## [Work task A]
In the climate and fisheries text, what share of animal protein and minerals does fish supply to 400 million people in the poorest countries?
## [Work task B]
Extend the climate and fisheries text with the passage that would come next after its final sentence.

## [Extract]

════════════════════

Climate change is projected to decrease the modelled global fish community biomass by as much as 30 percent by 2100. Tropical zones face steeper losses, with fish catch in those regions projected to fall by around 11 percent.
Which regions face the biggest decreases in fish catch potential due to climate change?
The South Pacific regions are projected to experience the biggest decreases in maximum catch potential. Tropical zones overall are expected to see fish catch decline by around 11 percent by 2100, compared to a global average decline of 6 percent.
How does climate change affect skipjack tuna and bigeye tuna fishing grounds?
Skipjack tuna and bigeye tuna populations are expected to shift further east due to changes in ocean temperatures and currents. This moves fishing grounds toward the Pacific islands and away from Melanesia, disrupting western Pacific canneries and creating uncertainty around regional food security.
How many people depend on fish for their nutrition and livelihoods?
Fish provides essential nutrition for 3 billion people and supplies at least 50 percent of animal protein and minerals to 400 million people in the poorest countries. Over 500 million people in developing countries depend directly or indirectly on fisheries and aquaculture for their livelihoods.

════════════════════

## [Data for review]
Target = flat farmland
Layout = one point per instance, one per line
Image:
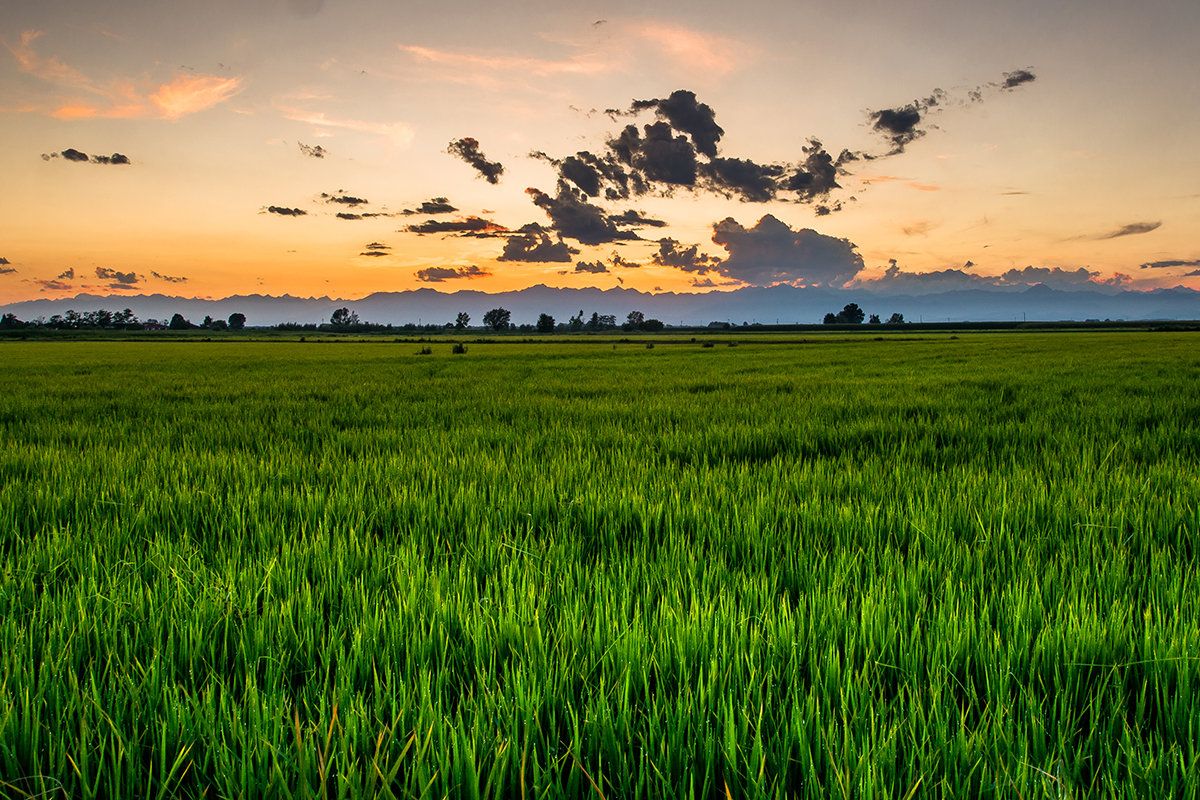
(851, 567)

════════════════════

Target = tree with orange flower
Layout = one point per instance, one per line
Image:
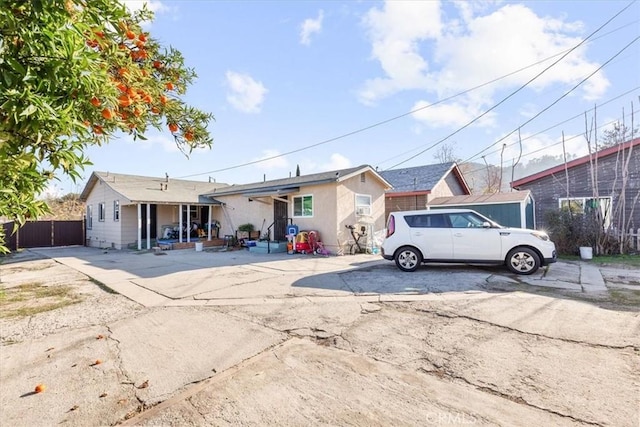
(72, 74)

════════════════════

## [Exercise output A]
At least 50 percent.

## [Exercise output B]
What percentage of greenhouse gas emissions come from fishing vessels?
About 0.5 percent of total global greenhouse gas emissions in 2012 came from fishing vessels, representing 172.3 million tonnes. Aquaculture contributed an estimated 385 million tonnes of equivalent in 2010, equal to roughly 7 percent of all agricultural emissions.
Why does over-fishing make fish populations more vulnerable to climate change?
Over-fished populations have less size, genetic diversity, and age structure than healthy populations, reducing their ability to absorb environmental stress. This makes them more susceptible to climate-related pressures such as rising temperatures and oxygen depletion, increasing the risk of population collapse.